▶ [Instructions to follow]:
Copy out only the span from the line with "Place one point per instance of the sand." to the end of the data, both ends kept, word for word.

▶ [Information given]:

- - - - - - -

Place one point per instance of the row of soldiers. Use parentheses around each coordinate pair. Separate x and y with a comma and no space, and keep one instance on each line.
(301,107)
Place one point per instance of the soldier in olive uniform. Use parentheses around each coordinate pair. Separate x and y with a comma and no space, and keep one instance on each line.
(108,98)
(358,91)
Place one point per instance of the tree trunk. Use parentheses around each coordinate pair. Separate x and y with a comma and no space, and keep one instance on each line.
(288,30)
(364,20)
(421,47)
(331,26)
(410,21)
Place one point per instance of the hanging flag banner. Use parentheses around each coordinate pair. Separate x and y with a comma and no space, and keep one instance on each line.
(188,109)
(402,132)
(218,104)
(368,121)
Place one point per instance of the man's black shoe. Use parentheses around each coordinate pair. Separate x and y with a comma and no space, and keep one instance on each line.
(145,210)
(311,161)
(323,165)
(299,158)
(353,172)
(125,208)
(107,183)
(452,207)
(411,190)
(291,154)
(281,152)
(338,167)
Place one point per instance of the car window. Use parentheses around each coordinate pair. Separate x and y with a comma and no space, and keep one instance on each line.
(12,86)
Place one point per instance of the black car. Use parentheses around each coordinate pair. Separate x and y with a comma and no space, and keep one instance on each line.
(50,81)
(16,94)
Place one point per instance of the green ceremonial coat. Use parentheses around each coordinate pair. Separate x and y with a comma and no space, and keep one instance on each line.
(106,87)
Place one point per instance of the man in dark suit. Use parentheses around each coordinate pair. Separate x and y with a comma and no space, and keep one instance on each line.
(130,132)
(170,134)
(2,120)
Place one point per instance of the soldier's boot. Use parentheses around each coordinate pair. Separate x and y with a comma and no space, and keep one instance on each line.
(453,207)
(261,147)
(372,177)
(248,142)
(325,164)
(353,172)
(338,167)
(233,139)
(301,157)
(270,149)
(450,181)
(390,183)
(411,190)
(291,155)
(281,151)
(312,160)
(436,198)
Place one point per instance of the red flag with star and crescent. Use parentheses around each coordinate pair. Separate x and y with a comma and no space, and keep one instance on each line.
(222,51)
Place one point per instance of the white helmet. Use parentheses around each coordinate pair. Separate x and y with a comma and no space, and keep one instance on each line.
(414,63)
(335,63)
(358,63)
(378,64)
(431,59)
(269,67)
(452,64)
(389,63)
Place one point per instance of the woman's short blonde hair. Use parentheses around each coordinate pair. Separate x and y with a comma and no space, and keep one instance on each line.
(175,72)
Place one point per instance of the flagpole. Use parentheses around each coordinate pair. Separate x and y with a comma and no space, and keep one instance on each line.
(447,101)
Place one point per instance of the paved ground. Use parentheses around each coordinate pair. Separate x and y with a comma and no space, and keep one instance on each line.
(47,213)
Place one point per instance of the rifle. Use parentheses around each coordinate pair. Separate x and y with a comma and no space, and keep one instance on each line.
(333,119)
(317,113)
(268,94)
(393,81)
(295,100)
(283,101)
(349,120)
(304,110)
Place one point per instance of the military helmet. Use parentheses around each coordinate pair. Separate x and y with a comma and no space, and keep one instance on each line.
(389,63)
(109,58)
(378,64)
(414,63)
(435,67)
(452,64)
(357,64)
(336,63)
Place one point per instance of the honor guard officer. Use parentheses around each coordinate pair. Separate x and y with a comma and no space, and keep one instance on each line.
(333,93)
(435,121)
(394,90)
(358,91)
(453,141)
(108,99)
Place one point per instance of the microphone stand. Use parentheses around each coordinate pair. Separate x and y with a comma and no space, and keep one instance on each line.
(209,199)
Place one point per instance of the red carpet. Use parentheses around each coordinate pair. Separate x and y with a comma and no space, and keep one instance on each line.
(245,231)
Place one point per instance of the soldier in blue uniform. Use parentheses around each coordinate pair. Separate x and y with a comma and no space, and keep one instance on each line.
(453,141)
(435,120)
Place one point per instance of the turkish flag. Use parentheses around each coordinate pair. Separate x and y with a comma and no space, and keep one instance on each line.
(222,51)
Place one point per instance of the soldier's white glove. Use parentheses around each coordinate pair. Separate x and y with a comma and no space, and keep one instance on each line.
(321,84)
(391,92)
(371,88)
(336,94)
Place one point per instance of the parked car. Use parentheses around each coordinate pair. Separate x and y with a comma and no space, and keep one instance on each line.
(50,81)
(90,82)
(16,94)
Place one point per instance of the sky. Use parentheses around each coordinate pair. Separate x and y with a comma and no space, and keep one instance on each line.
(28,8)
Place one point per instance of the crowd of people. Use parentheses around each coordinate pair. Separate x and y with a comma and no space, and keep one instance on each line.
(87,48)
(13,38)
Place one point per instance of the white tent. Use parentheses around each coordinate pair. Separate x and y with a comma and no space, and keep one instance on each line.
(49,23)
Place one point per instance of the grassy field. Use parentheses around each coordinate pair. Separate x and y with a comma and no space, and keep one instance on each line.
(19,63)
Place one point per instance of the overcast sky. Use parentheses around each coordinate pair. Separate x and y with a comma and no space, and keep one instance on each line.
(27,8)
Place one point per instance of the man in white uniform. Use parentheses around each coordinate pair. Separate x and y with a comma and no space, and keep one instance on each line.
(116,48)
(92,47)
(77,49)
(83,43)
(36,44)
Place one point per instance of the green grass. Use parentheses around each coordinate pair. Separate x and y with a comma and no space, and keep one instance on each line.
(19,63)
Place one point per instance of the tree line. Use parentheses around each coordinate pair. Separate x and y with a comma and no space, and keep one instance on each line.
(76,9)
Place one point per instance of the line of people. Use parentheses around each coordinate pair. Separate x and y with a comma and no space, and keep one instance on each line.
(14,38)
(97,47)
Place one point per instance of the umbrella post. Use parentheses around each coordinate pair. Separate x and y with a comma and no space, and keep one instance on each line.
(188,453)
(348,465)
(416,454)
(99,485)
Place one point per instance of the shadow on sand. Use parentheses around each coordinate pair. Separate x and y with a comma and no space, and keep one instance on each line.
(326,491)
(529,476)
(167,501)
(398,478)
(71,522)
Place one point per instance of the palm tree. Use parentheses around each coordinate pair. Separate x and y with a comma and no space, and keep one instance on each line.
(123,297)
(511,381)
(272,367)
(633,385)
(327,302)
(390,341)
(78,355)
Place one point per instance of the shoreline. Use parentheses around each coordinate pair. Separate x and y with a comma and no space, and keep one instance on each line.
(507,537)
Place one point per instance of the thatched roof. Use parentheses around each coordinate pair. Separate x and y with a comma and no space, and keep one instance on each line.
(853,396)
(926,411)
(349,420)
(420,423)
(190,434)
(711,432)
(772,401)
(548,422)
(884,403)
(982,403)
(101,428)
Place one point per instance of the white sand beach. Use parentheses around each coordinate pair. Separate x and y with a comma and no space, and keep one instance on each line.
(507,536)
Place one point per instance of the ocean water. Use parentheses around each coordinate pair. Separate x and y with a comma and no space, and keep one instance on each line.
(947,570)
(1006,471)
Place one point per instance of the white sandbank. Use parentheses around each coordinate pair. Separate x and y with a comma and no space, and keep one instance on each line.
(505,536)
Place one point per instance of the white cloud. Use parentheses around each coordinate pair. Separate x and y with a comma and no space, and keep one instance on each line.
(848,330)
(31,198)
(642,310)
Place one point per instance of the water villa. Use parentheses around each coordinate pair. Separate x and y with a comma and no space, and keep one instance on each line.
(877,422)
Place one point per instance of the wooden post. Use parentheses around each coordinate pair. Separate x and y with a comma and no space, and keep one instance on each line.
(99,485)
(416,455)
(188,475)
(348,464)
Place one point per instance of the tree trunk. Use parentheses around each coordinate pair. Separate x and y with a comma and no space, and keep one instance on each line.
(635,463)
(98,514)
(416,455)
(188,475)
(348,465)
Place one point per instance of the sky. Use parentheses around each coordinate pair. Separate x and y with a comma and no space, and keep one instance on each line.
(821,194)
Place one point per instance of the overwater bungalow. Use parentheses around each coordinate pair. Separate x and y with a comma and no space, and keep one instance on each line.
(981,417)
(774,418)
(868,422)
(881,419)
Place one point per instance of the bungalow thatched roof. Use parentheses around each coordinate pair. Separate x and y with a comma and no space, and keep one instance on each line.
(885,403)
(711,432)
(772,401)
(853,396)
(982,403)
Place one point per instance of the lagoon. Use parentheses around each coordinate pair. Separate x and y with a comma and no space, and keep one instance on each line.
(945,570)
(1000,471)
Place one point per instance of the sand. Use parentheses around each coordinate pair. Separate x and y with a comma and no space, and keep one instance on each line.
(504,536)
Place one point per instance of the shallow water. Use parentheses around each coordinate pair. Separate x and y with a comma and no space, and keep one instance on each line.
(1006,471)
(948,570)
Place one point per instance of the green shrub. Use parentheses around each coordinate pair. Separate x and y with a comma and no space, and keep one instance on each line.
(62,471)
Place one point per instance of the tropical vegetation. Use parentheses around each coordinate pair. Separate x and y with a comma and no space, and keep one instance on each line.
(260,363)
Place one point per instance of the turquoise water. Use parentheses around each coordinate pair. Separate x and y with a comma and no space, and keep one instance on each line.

- - - - - - -

▶ [Answer to the problem]:
Place one point per instance of the sand. Use parentheses around each coordinate pair. Separate x and y with a comma and no space, and keep one instance on each line.
(504,536)
Place one point per instance of the shallow water. Use parentheses around each coordinate pair. Separate x and y with a comma and no space, and keep one instance on each line.
(1006,471)
(948,570)
Place one point per instance of the green shrub. Use parentheses around each coordinate pair. Separate x and y with a comma and no space, and keep one instance on each line.
(62,471)
Place one point per instance of the tropical vegetation. Use parentheses around each coordinate pair. Separate x and y with a comma and no space, and keep one instance on each line.
(260,363)
Place one point per instance of the turquoise water. Use parentheses around each coordinate pair. Separate x and y with a comma and no space, and keep one instance on each line.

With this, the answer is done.